____ Source extract
I lived in china for 12 years, what I saw was the great majority are dirt poor peasants, well aware of their position, well aware of exactly what the ruling class is.
They have a major issue there, being the tenure and ownership of land. All those massive buildings, that are 'worth' billions, are on land owned by, and leased from, those peasants, displaced for that purpose, and given peanuts in exchange.
They can see just what the value is now and those 'leases' are all 70 year duration, which is coming due for re-negotiation right about now.
The ruling class - the military - have a dilemma. Claim ownership and spark an uprising of the great majority of the people, or make a huge payout to the actual owners?
What I saw, was that the peasants are very angry, and very ready, to reclaim their country.
I saw this in village uprisings against the local representatives of the 'govt', occurring each week.
Even among the 'middle' classes, minor disagreements with local 'govt' crooks quickly escalated into violence, regardless of the well known consequences.
In my opinion, it won't take much of a spark to set that place alight.
Jezzzus ... I read deeper and the tyranny is bonkers.
I have a weird idea that an EM-pulse nuclear attack is the very last thing our self appointed gods want to happen. Unplugging everyone for a few weeks might restore sanity to the plebs, then where would the rulers of this world be?
Good point. Slave uprisings have always been a deep seated fear of the “rulers”. The roman senators were terrified of the slightest dissent. They razed the entire land of Israel rather than let the people go.
________
Your tasks:
- a) Answer these questions about the comments on China:
(i) For how many years did the writer live in China?
(ii) How long do the land leases run?
(iii) How often were village uprisings against the local representatives occurring?
- b) Rewrite the part of the comments on China that begins at "I saw this in" and stops after "that place alight.", putting "rural" in place of "village".
____ Recorded information
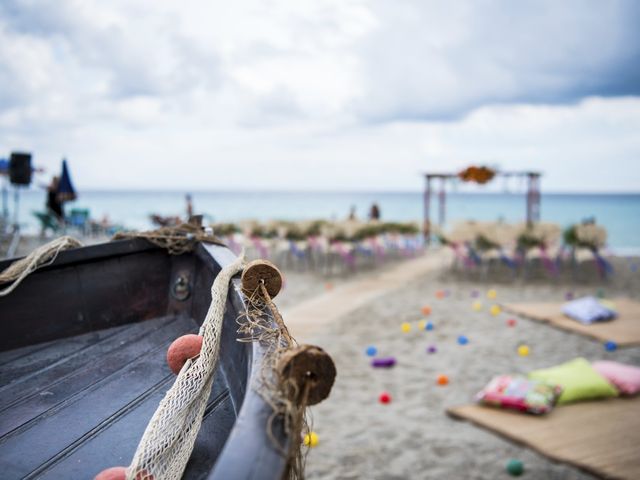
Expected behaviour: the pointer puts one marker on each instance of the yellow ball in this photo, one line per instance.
(311, 439)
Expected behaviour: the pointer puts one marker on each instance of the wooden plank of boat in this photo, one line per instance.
(82, 365)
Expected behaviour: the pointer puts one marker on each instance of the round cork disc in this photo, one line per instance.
(261, 270)
(308, 363)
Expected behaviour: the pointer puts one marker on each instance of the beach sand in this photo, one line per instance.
(412, 437)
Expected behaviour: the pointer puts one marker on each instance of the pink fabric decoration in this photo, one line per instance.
(626, 378)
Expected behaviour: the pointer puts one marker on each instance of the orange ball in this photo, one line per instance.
(113, 473)
(182, 349)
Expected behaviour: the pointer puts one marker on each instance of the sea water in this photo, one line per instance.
(618, 213)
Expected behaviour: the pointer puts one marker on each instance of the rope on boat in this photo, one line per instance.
(293, 376)
(40, 257)
(166, 445)
(176, 240)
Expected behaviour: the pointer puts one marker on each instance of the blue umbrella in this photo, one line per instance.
(66, 192)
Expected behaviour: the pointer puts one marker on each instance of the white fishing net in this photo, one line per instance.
(168, 440)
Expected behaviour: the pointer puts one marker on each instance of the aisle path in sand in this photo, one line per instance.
(306, 318)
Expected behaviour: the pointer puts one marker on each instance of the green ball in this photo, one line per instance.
(515, 467)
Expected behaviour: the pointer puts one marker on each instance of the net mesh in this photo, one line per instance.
(168, 440)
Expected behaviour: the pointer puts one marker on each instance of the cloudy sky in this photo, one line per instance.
(331, 94)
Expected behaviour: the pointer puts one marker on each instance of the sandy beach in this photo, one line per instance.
(412, 437)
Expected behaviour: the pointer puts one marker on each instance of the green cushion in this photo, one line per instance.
(578, 379)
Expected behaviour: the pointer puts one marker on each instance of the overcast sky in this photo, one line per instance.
(331, 94)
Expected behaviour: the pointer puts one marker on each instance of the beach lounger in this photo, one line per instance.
(601, 437)
(624, 330)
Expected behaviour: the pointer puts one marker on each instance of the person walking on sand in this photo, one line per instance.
(54, 205)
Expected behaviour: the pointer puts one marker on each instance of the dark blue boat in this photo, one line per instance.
(82, 365)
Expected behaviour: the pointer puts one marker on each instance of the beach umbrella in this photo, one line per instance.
(66, 192)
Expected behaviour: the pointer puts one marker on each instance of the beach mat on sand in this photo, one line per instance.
(601, 437)
(624, 330)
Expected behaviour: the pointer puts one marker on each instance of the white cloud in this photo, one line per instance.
(351, 94)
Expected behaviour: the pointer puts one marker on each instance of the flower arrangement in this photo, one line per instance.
(585, 235)
(480, 175)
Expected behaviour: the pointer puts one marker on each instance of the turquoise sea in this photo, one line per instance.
(619, 213)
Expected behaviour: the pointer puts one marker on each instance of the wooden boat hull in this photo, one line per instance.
(82, 365)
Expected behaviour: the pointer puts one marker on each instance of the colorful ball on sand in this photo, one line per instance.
(515, 467)
(113, 473)
(182, 349)
(610, 346)
(384, 398)
(311, 439)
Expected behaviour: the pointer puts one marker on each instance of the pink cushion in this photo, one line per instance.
(626, 378)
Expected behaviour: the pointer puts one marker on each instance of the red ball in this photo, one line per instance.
(113, 473)
(182, 349)
(385, 398)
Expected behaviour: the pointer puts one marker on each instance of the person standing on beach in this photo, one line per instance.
(54, 205)
(374, 213)
(189, 206)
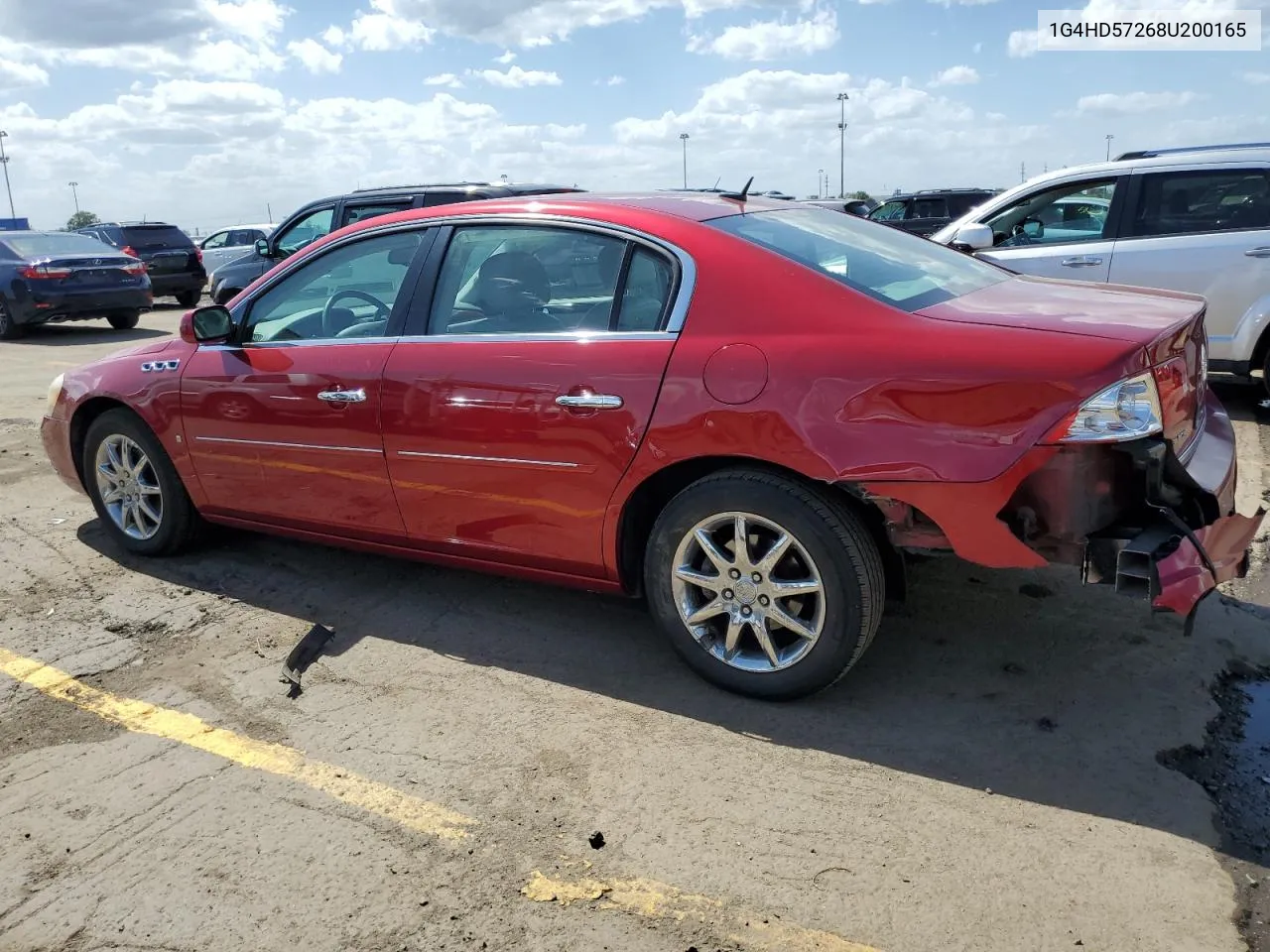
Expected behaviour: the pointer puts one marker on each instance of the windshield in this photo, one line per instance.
(51, 245)
(890, 266)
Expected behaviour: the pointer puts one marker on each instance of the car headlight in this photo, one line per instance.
(1125, 411)
(55, 390)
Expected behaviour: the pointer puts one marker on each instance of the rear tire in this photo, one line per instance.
(135, 488)
(9, 327)
(127, 320)
(729, 627)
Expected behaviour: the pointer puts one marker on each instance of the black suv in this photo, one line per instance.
(175, 264)
(929, 211)
(321, 217)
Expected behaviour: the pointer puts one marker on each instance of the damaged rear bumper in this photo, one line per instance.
(1170, 567)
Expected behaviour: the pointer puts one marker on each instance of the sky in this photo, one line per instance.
(218, 112)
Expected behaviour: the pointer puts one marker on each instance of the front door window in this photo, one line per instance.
(347, 293)
(1069, 213)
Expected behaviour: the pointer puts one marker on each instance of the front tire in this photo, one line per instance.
(788, 611)
(127, 320)
(135, 488)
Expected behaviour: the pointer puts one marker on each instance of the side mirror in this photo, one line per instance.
(973, 236)
(206, 325)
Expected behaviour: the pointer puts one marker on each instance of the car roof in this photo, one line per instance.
(691, 206)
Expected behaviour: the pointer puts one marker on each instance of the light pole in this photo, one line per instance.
(842, 145)
(4, 162)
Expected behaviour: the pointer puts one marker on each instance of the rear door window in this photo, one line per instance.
(361, 212)
(1202, 202)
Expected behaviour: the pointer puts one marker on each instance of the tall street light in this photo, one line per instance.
(842, 145)
(4, 162)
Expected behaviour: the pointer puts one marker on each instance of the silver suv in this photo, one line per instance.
(1194, 220)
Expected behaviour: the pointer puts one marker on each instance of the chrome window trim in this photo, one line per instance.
(512, 461)
(576, 336)
(683, 298)
(289, 445)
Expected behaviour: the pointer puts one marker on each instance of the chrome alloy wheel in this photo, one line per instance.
(748, 592)
(128, 485)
________
The solutions:
- a)
(i) 12 years
(ii) 70 years
(iii) Each week

- b)
I saw this in rural uprisings against the local representatives of the 'govt', occurring each week.
Even among the 'middle' classes, minor disagreements with local 'govt' crooks quickly escalated into violence, regardless of the well known consequences.
In my opinion, it won't take much of a spark to set that place alight.